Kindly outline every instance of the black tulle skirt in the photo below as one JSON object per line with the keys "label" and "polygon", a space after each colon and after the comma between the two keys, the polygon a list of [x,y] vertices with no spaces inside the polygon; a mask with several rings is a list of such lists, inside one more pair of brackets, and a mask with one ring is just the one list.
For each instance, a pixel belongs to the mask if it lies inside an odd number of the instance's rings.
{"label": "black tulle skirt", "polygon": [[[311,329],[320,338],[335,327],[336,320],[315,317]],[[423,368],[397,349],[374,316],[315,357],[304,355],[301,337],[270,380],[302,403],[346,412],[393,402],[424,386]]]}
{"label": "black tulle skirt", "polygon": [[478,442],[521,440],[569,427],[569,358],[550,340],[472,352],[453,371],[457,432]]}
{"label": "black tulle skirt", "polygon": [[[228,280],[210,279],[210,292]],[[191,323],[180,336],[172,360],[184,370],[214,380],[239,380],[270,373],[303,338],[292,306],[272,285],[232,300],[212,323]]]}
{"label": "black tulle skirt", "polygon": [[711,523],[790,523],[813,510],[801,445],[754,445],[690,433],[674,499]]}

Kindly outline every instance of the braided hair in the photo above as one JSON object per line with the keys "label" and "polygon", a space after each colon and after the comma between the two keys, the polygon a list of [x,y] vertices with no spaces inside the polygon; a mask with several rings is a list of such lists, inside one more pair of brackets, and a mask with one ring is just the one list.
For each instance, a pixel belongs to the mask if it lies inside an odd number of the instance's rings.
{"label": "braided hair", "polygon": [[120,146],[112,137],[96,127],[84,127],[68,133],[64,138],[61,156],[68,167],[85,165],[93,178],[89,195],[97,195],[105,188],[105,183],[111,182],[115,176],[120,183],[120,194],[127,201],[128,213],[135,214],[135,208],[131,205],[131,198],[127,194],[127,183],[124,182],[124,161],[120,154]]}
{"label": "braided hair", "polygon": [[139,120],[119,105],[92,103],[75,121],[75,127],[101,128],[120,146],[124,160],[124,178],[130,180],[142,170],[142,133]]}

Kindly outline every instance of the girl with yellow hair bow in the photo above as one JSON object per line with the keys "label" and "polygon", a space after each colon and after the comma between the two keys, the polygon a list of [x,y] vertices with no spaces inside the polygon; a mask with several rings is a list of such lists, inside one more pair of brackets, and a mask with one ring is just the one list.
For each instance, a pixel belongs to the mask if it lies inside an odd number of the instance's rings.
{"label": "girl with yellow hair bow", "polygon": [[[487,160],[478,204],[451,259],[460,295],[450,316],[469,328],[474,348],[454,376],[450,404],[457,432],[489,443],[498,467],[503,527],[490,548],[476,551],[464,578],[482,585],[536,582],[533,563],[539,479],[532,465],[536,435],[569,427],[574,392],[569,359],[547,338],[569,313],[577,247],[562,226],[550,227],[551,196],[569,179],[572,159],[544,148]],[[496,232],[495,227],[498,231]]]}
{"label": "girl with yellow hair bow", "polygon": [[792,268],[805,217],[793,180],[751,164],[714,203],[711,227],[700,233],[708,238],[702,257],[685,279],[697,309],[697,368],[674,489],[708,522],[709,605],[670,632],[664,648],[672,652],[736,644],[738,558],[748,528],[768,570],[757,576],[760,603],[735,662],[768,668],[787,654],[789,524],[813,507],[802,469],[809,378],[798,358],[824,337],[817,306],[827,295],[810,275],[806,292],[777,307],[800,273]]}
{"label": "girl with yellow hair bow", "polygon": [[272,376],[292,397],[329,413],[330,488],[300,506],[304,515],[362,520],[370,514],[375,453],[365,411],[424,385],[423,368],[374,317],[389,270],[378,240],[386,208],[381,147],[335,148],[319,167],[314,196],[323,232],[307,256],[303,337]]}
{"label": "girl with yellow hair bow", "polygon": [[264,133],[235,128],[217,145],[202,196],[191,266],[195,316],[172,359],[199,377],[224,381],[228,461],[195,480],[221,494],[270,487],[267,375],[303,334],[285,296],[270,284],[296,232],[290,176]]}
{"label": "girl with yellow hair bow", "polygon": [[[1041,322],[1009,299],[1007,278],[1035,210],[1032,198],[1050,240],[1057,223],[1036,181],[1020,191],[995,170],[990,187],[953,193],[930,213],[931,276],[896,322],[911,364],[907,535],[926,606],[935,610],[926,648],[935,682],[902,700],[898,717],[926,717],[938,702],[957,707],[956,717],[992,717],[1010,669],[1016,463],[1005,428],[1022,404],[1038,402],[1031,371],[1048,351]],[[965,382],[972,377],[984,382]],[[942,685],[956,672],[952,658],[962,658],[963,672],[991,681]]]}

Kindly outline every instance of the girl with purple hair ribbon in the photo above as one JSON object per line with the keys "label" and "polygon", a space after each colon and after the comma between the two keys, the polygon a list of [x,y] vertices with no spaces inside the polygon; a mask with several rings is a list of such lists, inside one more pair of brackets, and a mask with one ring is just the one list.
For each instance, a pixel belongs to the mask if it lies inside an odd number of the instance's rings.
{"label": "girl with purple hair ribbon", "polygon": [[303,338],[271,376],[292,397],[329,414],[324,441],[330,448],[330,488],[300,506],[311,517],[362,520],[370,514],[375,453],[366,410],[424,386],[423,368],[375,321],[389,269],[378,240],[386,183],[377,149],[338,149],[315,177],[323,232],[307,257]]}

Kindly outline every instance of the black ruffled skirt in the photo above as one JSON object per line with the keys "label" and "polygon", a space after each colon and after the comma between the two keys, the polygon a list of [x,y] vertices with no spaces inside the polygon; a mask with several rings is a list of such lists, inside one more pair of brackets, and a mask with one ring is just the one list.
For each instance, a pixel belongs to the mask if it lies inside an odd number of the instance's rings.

■ Exercise requirements
The answer is all of the material, repeated exactly.

■ Answer space
Kindly outline every instance of the black tulle skirt in the photo below as one JSON object per line with the keys "label" and "polygon", a space after each colon and after the comma between the two keys, the polygon a list of [x,y] vertices with no spaces inside the polygon; a mask with several rings is a list of such lists, inside one more pair of brackets, and a mask with one ring is just the one list.
For each instance, a pixel belongs to the mask if it lies inside an odd number of the instance's rings.
{"label": "black tulle skirt", "polygon": [[[311,329],[320,338],[335,327],[336,320],[315,317]],[[423,368],[397,349],[374,316],[315,357],[304,355],[301,337],[270,380],[302,403],[346,412],[393,402],[424,386]]]}
{"label": "black tulle skirt", "polygon": [[478,442],[521,440],[569,427],[569,358],[550,340],[472,352],[453,371],[457,432]]}
{"label": "black tulle skirt", "polygon": [[[228,280],[210,279],[210,292]],[[191,323],[180,336],[172,360],[184,370],[214,380],[239,380],[270,373],[303,338],[292,306],[272,285],[232,300],[212,323]]]}
{"label": "black tulle skirt", "polygon": [[711,523],[790,523],[813,510],[801,445],[754,445],[690,433],[674,499]]}

Kindly outline every instance of the braided hair in the photo above as one JSON object per line with the keys "label" and "polygon", a space after each colon and after the comma between the two keys, the polygon a list of [x,y] vertices with no spaces inside the polygon; a mask with several rings is a list of such lists, inside one more pair of brackets, and a mask with one ring is just the one list.
For each instance, a pixel belongs to the mask if it lies inside an odd number of the instance's rings.
{"label": "braided hair", "polygon": [[120,146],[112,137],[96,127],[84,127],[68,133],[64,138],[61,156],[68,167],[85,165],[93,178],[89,195],[97,195],[105,188],[105,183],[111,182],[115,176],[120,183],[120,194],[127,201],[128,213],[135,214],[135,208],[131,205],[131,198],[127,194],[127,183],[124,182],[124,161],[120,154]]}
{"label": "braided hair", "polygon": [[139,120],[119,105],[92,103],[75,121],[75,127],[101,128],[120,146],[124,160],[124,178],[130,180],[142,170],[142,133]]}

Kindly outline every instance of the girl with yellow hair bow in the photo above as one JSON object per line with the keys "label" and "polygon", a space after each colon and after the comma between the two keys, the polygon a list of [x,y] vertices with no spaces inside the polygon; a mask with several rings is a list of such lists, inside one more pair of brackets, and a mask with one ring is just the one list.
For each instance, a pixel belongs to the mask if it lies inside an odd number of the instance's rings.
{"label": "girl with yellow hair bow", "polygon": [[[487,160],[478,204],[451,259],[460,295],[450,316],[469,328],[474,348],[454,376],[450,404],[457,432],[489,443],[498,467],[503,527],[490,548],[476,551],[464,578],[482,585],[536,582],[533,563],[539,479],[532,465],[536,435],[569,427],[574,392],[569,359],[547,338],[569,313],[577,247],[562,226],[550,227],[551,196],[569,179],[572,159],[544,148]],[[496,232],[495,227],[498,231]]]}
{"label": "girl with yellow hair bow", "polygon": [[792,268],[805,217],[793,180],[751,164],[714,203],[711,227],[700,233],[708,238],[702,257],[685,279],[697,309],[697,368],[674,489],[708,522],[709,605],[670,632],[664,648],[672,652],[736,644],[738,558],[748,528],[768,570],[757,576],[760,603],[735,662],[768,668],[787,654],[789,524],[813,507],[802,469],[809,378],[798,358],[824,337],[817,306],[827,295],[810,275],[806,292],[777,307],[800,273]]}
{"label": "girl with yellow hair bow", "polygon": [[272,376],[292,397],[329,413],[330,488],[300,506],[304,515],[362,520],[370,514],[375,453],[365,411],[424,385],[423,368],[374,317],[389,270],[378,240],[386,208],[381,147],[335,148],[319,167],[314,196],[323,232],[307,256],[303,337]]}
{"label": "girl with yellow hair bow", "polygon": [[264,133],[235,128],[217,145],[202,196],[191,266],[195,316],[172,359],[199,377],[224,381],[228,461],[195,480],[221,494],[270,487],[267,375],[303,334],[285,296],[270,284],[296,232],[290,176]]}
{"label": "girl with yellow hair bow", "polygon": [[[1041,322],[1009,299],[1007,278],[1035,210],[1032,198],[1050,240],[1057,223],[1036,181],[1020,191],[995,170],[990,187],[953,193],[930,213],[931,276],[896,322],[911,364],[907,535],[926,606],[935,610],[926,648],[935,682],[902,700],[898,717],[926,717],[938,702],[957,707],[956,717],[992,717],[1010,669],[1016,463],[1005,428],[1022,404],[1038,402],[1031,371],[1048,351]],[[965,382],[972,377],[984,382]],[[942,685],[956,672],[952,658],[962,658],[963,672],[991,681]]]}

Kindly outline every instance of the girl with purple hair ribbon in the photo above as one JSON object per line with the keys "label" and "polygon", a space after each colon and after the comma between the two keys, the polygon a list of [x,y] vertices with no spaces inside the polygon; a mask with several rings is a list of such lists, inside one more pair of brackets, and a mask with one ring is just the one list.
For each instance, a pixel belongs to the mask if it lies inside an odd number of the instance's rings.
{"label": "girl with purple hair ribbon", "polygon": [[303,338],[271,376],[292,397],[329,414],[324,441],[330,448],[330,488],[300,506],[311,517],[362,520],[370,514],[375,453],[366,410],[424,386],[423,368],[375,321],[389,269],[378,240],[386,183],[377,149],[338,149],[315,177],[323,232],[307,257]]}

Kindly outline every instance of the black ruffled skirt in the photo above as one JSON object per line with the keys "label" and "polygon", a space after each colon and after the comma between the two keys, the polygon a list of [x,y] vertices with no spaces inside the polygon; a mask with several rings is a list of such lists, inside one more pair of brackets, and a mask with one ring is just the one list.
For each instance, a pixel belongs to the mask if it lies inside an odd number of the instance's rings.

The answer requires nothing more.